Saved entries:
----
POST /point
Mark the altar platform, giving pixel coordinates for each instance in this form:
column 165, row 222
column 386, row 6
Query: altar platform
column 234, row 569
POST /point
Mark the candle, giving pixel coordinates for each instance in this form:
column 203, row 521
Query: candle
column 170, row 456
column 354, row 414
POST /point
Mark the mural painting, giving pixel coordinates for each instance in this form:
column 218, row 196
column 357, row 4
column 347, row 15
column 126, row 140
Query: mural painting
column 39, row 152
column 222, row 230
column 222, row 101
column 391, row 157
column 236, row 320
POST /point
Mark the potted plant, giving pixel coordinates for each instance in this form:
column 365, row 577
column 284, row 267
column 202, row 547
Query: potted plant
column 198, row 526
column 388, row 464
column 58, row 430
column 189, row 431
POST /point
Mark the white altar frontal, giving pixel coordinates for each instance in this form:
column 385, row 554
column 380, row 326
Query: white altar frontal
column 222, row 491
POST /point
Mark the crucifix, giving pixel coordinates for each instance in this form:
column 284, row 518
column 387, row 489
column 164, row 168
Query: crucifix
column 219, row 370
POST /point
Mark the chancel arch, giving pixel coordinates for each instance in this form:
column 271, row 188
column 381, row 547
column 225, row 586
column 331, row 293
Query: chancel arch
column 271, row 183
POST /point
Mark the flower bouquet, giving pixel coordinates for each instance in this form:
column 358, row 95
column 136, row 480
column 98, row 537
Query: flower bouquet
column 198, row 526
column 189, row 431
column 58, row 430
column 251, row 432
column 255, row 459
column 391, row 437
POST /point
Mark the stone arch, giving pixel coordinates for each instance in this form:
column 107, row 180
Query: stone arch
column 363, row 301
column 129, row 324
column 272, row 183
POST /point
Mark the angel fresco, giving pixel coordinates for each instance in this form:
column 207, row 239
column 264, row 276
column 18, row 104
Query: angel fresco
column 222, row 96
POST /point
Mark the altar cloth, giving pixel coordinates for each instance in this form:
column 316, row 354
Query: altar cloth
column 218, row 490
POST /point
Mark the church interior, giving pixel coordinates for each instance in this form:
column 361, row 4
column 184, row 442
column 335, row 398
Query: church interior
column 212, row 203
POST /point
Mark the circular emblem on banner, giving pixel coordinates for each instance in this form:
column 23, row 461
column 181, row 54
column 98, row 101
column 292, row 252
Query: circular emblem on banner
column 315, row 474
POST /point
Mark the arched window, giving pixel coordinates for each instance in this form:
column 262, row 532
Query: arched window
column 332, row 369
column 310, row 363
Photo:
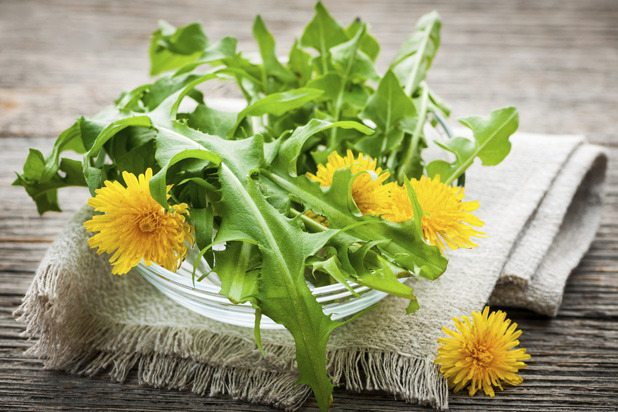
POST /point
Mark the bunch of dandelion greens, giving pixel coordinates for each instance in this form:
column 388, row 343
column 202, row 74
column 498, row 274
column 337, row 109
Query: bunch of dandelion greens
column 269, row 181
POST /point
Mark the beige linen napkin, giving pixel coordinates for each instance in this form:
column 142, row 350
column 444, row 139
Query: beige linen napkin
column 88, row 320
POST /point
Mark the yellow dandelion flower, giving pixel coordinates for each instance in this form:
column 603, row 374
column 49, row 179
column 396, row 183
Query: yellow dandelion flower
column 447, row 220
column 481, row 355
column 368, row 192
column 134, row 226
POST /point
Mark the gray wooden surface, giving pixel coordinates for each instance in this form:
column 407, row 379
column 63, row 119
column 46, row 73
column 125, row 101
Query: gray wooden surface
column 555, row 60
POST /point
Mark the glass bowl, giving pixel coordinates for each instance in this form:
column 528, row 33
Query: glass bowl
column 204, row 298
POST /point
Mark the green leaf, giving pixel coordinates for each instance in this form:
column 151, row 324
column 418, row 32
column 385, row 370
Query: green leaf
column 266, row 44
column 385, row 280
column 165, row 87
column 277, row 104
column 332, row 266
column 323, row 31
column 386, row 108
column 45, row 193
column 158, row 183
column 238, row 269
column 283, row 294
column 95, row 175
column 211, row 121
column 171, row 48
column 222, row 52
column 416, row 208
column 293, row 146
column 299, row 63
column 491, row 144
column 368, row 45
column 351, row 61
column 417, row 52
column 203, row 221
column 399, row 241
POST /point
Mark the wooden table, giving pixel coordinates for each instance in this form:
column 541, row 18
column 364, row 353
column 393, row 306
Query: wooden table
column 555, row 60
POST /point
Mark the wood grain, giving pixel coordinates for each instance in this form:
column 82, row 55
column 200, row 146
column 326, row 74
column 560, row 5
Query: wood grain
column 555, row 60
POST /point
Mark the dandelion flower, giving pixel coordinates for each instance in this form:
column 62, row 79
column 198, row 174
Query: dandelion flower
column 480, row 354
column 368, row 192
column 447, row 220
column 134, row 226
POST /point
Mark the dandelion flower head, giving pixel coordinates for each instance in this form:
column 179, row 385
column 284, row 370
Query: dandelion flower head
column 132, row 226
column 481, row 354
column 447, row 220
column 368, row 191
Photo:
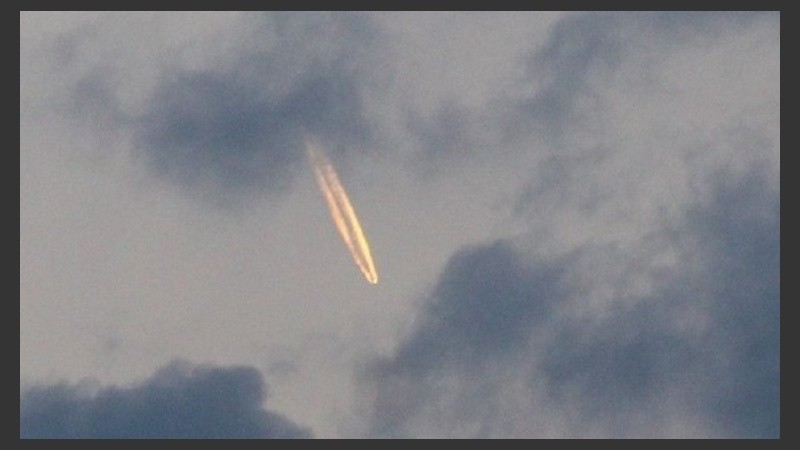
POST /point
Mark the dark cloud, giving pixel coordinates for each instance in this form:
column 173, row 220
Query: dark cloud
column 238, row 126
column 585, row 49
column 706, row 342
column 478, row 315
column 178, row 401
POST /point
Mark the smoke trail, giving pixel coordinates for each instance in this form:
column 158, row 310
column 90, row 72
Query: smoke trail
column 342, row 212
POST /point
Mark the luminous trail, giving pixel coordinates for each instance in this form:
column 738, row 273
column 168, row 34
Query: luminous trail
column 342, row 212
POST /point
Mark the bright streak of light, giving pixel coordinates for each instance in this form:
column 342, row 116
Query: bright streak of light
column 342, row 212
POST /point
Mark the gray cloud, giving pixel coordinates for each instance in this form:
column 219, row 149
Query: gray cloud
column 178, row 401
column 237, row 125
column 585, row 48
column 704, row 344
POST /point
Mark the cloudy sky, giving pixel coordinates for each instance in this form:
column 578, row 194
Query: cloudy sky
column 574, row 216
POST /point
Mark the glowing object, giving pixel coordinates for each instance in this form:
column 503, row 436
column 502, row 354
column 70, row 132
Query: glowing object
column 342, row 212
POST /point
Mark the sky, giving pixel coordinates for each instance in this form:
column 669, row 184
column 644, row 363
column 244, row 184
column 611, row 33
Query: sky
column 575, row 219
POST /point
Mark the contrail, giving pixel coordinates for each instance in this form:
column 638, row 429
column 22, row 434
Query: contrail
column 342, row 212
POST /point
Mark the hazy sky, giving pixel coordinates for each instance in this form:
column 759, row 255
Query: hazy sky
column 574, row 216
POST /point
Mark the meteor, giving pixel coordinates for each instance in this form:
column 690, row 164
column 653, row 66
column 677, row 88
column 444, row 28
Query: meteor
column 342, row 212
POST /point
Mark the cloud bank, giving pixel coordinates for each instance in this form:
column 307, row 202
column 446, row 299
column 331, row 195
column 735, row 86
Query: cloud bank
----
TASK PROMPT>
Can you return, unchanged, every line from the start of the records through the line containing "column 219, row 370", including that line?

PROBLEM SOLUTION>
POST /point
Mark the altar platform, giving pixel coordinates for each instance in this form:
column 165, row 222
column 386, row 6
Query: altar platform
column 234, row 569
POST /point
Mark the candle, giving pixel coordinates for each instance in this form:
column 203, row 521
Query: candle
column 170, row 456
column 354, row 414
POST /point
Mark the mural painting, giving pixel coordinates for each instance in this form:
column 218, row 196
column 357, row 4
column 347, row 15
column 126, row 140
Query: mural painting
column 39, row 152
column 222, row 230
column 222, row 101
column 391, row 157
column 236, row 320
POST /point
Mark the potted plant, giving pixel coordinates for each instance in this form:
column 365, row 577
column 284, row 267
column 202, row 547
Query: potted plant
column 198, row 526
column 388, row 464
column 58, row 430
column 189, row 431
POST /point
Mark the white altar frontal, giving pixel coordinates for each instance in this form:
column 385, row 554
column 380, row 326
Query: white altar frontal
column 222, row 491
POST /point
Mark the crucifix, giving pixel coordinates for each instance in this form:
column 284, row 518
column 387, row 489
column 164, row 168
Query: crucifix
column 219, row 370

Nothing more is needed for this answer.